> What needs to be done
Please find each line in the listing below that contains the word "water" and copy those lines out in full. Case counts.

> Entries provided
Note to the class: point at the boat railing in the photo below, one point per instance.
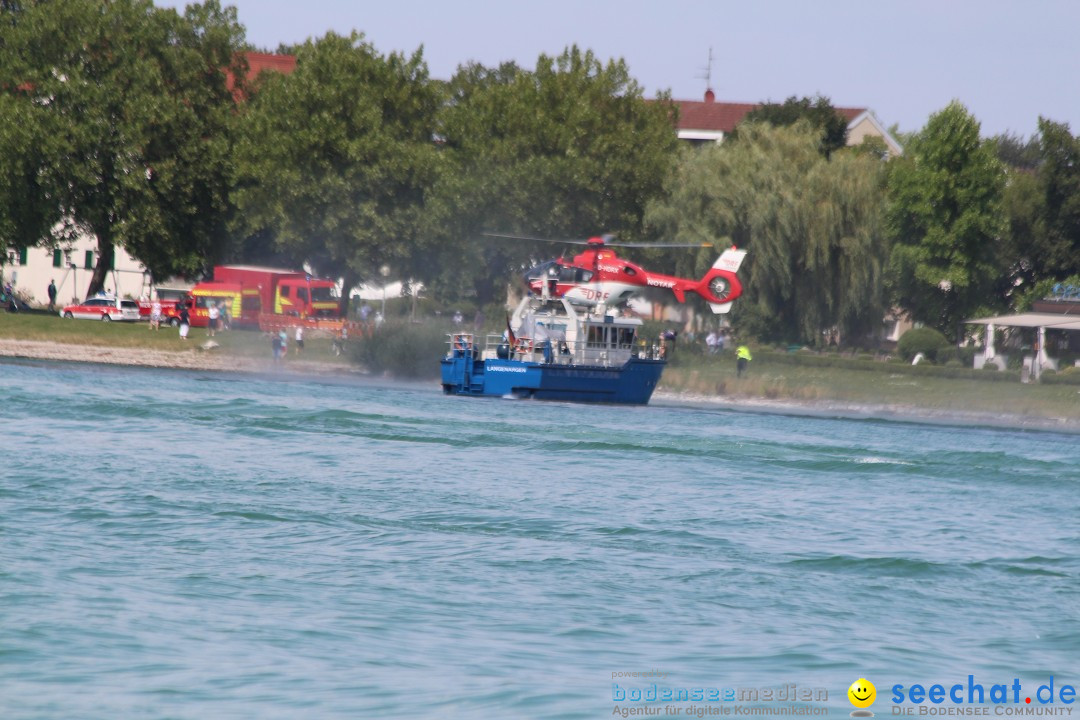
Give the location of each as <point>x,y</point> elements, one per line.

...

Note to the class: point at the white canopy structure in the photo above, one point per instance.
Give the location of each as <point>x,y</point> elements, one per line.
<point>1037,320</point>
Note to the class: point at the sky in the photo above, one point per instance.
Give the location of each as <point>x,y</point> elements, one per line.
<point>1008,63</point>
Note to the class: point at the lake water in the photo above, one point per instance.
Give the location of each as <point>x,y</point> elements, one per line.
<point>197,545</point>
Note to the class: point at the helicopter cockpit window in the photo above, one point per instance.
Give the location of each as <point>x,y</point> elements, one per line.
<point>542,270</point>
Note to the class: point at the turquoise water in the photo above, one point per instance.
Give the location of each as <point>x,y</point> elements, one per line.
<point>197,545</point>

> Full output
Note to the class: point at the lake water in the photo above, one point per instance.
Note to the class: point at the turquoise water in the photo above, one point per instance.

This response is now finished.